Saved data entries
──────────────────────────────

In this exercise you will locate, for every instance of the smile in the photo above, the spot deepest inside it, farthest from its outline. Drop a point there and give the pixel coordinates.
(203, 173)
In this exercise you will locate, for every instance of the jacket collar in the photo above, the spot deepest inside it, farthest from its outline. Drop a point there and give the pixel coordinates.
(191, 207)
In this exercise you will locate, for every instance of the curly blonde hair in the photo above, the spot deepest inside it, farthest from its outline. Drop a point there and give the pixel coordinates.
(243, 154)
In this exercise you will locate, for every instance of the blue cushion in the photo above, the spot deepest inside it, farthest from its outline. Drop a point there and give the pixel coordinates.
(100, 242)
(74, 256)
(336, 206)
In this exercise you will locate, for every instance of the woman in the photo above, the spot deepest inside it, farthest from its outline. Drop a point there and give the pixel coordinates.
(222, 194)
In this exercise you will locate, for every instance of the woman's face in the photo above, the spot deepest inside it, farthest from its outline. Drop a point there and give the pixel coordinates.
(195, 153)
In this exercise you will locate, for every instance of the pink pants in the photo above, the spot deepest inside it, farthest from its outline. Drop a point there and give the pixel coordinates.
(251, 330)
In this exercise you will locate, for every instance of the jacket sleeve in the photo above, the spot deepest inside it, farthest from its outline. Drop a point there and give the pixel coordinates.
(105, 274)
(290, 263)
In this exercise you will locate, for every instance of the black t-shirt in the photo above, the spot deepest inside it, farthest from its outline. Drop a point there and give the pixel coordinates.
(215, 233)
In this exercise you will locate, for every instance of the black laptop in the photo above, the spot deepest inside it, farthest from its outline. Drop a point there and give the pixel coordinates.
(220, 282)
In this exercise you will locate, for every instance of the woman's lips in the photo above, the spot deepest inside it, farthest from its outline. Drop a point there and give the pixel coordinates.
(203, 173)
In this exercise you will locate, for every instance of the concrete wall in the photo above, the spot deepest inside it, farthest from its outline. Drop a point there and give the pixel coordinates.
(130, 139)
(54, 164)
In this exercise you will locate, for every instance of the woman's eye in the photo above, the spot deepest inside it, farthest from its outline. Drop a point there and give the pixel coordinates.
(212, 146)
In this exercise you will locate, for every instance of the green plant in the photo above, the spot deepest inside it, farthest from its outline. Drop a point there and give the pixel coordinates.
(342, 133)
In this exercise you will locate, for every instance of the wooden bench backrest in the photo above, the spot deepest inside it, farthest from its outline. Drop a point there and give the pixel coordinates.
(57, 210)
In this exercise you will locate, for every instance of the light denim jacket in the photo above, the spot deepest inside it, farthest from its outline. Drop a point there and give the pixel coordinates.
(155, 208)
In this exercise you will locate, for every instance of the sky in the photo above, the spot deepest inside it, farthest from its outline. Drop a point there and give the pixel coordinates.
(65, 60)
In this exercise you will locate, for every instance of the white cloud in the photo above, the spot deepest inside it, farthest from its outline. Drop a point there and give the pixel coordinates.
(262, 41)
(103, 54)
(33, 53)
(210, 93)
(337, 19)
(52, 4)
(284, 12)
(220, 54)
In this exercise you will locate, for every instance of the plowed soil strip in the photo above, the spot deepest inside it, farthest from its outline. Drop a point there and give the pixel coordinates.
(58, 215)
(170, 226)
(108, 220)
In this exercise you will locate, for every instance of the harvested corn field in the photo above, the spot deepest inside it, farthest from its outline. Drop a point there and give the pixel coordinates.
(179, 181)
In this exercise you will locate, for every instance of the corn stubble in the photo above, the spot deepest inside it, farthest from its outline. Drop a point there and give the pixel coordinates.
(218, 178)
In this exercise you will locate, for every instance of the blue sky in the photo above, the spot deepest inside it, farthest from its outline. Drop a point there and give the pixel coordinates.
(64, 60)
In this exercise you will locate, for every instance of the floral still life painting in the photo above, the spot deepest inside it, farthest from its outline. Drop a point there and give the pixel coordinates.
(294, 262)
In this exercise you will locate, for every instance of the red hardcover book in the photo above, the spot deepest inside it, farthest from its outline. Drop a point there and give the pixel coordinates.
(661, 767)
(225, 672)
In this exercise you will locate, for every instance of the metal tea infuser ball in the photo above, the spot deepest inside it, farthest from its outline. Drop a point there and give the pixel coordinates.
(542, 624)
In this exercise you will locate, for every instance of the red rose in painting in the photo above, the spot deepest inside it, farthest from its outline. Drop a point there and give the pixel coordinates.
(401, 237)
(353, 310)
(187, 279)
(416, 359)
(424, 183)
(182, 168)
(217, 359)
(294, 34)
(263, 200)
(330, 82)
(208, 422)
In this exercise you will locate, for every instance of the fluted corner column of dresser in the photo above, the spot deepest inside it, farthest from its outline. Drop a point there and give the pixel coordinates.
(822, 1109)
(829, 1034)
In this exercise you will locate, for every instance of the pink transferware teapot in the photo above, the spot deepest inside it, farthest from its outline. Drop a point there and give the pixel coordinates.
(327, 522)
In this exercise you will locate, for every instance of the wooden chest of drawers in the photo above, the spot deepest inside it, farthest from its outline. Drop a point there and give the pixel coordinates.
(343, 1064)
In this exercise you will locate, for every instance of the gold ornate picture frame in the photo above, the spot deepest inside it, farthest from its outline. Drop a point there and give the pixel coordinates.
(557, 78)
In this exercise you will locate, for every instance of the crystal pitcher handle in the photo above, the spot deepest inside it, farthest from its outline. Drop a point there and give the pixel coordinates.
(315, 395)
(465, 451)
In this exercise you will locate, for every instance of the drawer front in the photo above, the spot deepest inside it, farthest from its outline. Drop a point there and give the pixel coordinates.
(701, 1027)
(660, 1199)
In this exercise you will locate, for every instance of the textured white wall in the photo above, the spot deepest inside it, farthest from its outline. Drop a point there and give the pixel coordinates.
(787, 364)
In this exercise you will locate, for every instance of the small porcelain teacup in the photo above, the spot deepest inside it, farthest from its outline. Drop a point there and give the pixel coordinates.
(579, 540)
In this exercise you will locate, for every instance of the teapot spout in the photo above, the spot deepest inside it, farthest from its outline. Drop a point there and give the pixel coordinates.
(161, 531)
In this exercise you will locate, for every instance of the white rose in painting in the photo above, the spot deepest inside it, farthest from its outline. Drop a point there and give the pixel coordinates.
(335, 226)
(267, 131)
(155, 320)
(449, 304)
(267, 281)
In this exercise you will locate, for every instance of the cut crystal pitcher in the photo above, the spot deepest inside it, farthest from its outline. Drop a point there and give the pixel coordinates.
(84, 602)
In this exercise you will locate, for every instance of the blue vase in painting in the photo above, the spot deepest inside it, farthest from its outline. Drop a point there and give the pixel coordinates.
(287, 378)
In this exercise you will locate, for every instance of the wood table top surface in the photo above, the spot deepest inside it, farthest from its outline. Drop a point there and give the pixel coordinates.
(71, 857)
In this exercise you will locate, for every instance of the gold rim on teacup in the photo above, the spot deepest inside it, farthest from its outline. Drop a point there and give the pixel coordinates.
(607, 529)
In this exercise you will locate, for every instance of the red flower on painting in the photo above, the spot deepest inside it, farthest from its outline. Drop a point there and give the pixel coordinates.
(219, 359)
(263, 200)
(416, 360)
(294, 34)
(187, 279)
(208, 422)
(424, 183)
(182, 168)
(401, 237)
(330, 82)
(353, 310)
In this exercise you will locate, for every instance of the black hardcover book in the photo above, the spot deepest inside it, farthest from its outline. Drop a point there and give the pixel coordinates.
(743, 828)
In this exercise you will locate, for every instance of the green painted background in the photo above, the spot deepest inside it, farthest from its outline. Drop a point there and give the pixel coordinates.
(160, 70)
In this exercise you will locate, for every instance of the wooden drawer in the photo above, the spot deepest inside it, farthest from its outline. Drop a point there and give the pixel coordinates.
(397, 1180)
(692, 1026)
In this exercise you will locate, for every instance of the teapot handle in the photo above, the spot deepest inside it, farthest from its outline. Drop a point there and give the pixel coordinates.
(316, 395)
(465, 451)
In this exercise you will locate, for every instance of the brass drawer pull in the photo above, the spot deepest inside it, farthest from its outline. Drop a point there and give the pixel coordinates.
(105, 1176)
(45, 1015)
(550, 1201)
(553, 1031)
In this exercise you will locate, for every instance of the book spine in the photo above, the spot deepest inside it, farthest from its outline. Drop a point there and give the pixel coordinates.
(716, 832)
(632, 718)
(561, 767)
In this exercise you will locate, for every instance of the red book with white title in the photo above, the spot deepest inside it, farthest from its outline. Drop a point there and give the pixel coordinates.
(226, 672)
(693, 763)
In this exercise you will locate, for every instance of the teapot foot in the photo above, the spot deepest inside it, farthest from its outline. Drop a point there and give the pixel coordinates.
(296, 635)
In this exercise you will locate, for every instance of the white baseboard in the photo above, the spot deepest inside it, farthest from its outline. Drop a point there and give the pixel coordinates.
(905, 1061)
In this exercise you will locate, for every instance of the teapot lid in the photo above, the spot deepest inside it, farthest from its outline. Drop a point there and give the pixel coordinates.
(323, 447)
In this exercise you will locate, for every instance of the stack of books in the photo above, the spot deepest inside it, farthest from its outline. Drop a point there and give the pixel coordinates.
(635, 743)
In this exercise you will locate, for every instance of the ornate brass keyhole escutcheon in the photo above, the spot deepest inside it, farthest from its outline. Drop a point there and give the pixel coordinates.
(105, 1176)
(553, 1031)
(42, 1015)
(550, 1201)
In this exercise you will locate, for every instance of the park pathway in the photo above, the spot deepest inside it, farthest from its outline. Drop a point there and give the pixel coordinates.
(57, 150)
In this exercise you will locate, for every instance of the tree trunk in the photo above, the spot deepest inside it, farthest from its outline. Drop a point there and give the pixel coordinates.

──────────────────────────────

- _The request_
Reproduce only the lines running from the one with "of the stack" through the final line of the listing above, both ends included.

- _Answer below_
In this exercise you will locate, for every instance of the stack of books in the photo above, the spot deepest inside it, farthest from its outline. Drop a point there and give the pixel coordinates.
(635, 743)
In this exercise you will locate, for every instance of the ornate brass keyhole escutcheon in the photo above, the spot deepest inside it, farthest from its outline. Drop a point there and give the pixel coordinates.
(105, 1176)
(553, 1031)
(42, 1015)
(550, 1201)
In this exercise you will locate, for every instance of the park pathway in the photo above, the spot deepest inside it, farthest from its outline. Drop a point there and give the pixel coordinates.
(57, 150)
In this exercise you will locate, for every instance of the tree trunk in the photo above, the spot deepest inside it, farthest from its outline. Drop a point there and give the pixel coordinates.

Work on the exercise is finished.